*Problem requirements*: What is needed is a word-for-word restatement of all the entries.

*Data to examine*:
- - - - - - -

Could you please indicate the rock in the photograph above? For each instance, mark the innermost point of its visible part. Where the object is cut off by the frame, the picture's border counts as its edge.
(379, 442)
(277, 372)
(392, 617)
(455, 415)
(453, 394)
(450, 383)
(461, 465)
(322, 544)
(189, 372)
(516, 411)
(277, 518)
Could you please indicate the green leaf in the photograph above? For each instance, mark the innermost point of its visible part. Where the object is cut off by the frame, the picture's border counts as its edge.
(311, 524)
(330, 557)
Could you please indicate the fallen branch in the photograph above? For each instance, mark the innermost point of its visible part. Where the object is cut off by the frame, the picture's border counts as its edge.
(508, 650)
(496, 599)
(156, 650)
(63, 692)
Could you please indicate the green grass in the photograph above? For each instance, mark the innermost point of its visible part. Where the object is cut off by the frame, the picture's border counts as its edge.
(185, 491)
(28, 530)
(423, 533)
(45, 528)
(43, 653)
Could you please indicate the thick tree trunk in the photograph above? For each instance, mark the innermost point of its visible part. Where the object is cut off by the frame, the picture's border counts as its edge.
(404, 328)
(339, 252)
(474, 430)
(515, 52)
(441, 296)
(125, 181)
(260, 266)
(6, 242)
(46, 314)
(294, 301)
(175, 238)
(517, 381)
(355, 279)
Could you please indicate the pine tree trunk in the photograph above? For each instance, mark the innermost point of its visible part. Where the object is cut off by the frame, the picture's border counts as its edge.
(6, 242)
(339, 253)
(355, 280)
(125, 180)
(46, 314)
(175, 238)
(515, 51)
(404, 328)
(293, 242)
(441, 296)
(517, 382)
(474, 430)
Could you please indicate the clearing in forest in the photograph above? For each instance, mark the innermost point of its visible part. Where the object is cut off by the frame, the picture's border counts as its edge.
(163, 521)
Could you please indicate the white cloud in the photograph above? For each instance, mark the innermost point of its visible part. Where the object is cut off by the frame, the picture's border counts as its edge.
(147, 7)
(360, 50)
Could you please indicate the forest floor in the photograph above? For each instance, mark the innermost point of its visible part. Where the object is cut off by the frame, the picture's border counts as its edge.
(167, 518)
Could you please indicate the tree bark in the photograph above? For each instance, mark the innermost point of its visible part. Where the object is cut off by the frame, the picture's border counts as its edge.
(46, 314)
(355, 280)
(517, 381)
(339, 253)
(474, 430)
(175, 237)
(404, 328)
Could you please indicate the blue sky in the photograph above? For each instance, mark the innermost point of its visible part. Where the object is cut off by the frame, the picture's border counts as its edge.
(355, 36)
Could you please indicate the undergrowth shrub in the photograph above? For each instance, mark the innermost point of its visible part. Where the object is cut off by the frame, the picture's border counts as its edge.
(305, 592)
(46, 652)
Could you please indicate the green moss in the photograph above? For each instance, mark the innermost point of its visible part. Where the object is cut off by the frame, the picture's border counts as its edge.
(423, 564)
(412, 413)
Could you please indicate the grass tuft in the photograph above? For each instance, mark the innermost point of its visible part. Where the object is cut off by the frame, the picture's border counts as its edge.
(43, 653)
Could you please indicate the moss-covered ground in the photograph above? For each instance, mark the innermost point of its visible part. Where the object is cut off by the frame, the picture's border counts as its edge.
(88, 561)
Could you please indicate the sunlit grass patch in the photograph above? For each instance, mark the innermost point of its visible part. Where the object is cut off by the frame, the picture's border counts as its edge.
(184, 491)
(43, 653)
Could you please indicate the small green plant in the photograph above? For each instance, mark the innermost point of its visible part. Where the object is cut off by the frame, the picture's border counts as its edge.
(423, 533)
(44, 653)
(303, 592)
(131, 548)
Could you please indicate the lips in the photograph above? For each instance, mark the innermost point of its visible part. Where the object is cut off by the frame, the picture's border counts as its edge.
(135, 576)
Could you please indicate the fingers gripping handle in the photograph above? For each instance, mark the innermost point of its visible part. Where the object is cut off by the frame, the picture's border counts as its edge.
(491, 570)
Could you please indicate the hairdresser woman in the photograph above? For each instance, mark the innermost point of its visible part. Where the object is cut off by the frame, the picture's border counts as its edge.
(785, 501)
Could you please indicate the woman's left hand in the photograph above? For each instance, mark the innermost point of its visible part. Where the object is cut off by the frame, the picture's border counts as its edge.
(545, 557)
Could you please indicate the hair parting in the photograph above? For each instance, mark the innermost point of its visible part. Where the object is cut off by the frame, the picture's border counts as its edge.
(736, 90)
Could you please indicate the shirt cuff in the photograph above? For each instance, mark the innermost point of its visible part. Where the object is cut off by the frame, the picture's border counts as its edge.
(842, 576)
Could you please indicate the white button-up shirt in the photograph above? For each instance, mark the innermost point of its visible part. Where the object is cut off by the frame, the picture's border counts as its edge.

- - - - - - -

*Output below*:
Could you please indicate the rock in the photograph above? For each instance, mark the innermost point of its visible part. Where the object is cut off by the frame, the picture's border counts as its edge.
(379, 442)
(277, 372)
(392, 617)
(455, 415)
(453, 394)
(450, 383)
(461, 465)
(322, 544)
(189, 372)
(516, 411)
(277, 518)
Could you please indicate the green leaf in the photograph above? For each instance, mark the innermost point of its visible part. Where the object is cut off by the frame, the picture's border counts as its edge.
(311, 524)
(330, 557)
Could you please indicate the fallen branch in the photograph above? For each instance, mark the innermost point of its visible part. Where the object is cut off by the frame, the picture's border counts as its edge.
(508, 650)
(496, 599)
(156, 650)
(63, 692)
Could you please indicate the green grass in the photograph above? For each instance, mark the innermost point of its visible part. Where the object is cut off by the frame, the picture's border counts as its edge.
(185, 491)
(28, 530)
(423, 533)
(45, 528)
(43, 653)
Could you please indicate the thick tree trunk in the photograph above? For each instance, mark the innermost point of its visible part. Where the object is cut off by the frame, the picture's border counts as its edge.
(404, 328)
(339, 252)
(474, 430)
(515, 52)
(441, 296)
(125, 181)
(260, 266)
(6, 242)
(46, 314)
(294, 301)
(175, 238)
(517, 381)
(355, 279)
Could you please indicate the pine tree trunk in the photograph above? For each instance, mark the innermost point of its visible part. Where the object is cut off by the frame, the picture's border counts as its edge.
(6, 242)
(339, 253)
(355, 280)
(125, 180)
(46, 314)
(175, 238)
(515, 51)
(404, 328)
(293, 242)
(441, 296)
(517, 382)
(474, 430)
Could you please indicate the clearing in forest in the photograph above? For each instance, mark the innermost point of its visible part. Where the object is cut off by the frame, the picture's border counts as its edge.
(163, 521)
Could you please indicate the white cloud in the photograph above? For each instance, mark the innermost point of its visible part. Where the object is cut off by the frame, the picture's border counts as its edge.
(147, 7)
(360, 50)
Could you please indicate the forest floor in the photograph above? For each instance, mark the innermost point of its visible part. Where the object is cut off by the frame, the picture's border counts as its edge.
(167, 518)
Could you please indicate the tree bark in the photograph above? For each instance, mark the innermost point of its visible part. Where the object is cut off by the frame, the picture's border counts as its edge.
(46, 314)
(355, 280)
(517, 381)
(339, 253)
(474, 430)
(175, 237)
(404, 328)
Could you please indicate the blue sky in the photograph above? For each instance, mark the innermost point of its visible part. Where the object is cut off by the frame, the picture's border counts as its edge.
(355, 36)
Could you please indicate the undergrowth shrub in the photograph above? For each instance, mark the innermost point of its visible part. Where the object is cut off by the frame, the picture's border counts as its edge.
(305, 592)
(46, 652)
Could you please indicate the green moss in the photograph above? For each instance, mark the innermost point of its visible part. Where the object is cut off by the frame, the picture's border counts as its edge.
(423, 564)
(412, 413)
Could you please indicate the grass tuft in the photograph above? For each instance, mark the innermost point of its visible part. Where the object is cut off by the frame, the picture's border counts as its edge.
(43, 653)
Could you please indicate the moss-covered ground in the photograph above? For each instance, mark the innermost point of its visible part. Where the object is cut off by the frame, the picture's border counts as its edge.
(88, 561)
Could you please indicate the sunlit grass patch in the photograph above? For each instance, mark the innermost point of its visible part. Where the object is cut off by the frame, the picture's border counts as its edge.
(184, 491)
(43, 653)
Could you please indicate the small green plant in the photograph above? For each instance, mark the innermost point of its visible part. Where the object is cut off by the frame, the picture's border counts as its edge.
(423, 533)
(44, 653)
(303, 592)
(131, 548)
Could you please indicate the lips in the photograph above? For each instance, mark the innermost point of its visible part. Where the object is cut off by the frame, the picture's border counts as its edge.
(135, 576)
Could you please indicate the fingers gripping handle in the photograph above? For each instance, mark the innermost point of its visible part. Where the object is cut off by the frame, the picture's border counts as its edge.
(491, 570)
Could you please indicate the hairdresser woman in the photograph above? For each instance, mark the innermost point of its visible part. Where the object is cut off by the frame, the picture's border counts as its edge.
(785, 501)
Could you please indicate the woman's left hand in the photograph above? For each instance, mark the innermost point of its visible part. Where the object is cut off by the frame, the picture's border counts as its edge.
(545, 557)
Could you please indicate the hair parting in the photograph above? For each instance, mark the innermost point of its visible part. Where the object is cut off by the frame, the picture's border counts as its edge.
(736, 90)
Could you please indicate the shirt cuff in the photograph above? For each instance, mark the innermost point of its visible part. Where the object is cut off by the frame, the picture's border counts as its edge.
(842, 576)
Could you please indicate the white button-up shirt in the photograph above? For each instance, mark the innermost point of its visible part. Where the object is cut off by the frame, the picture's border counts as its edge.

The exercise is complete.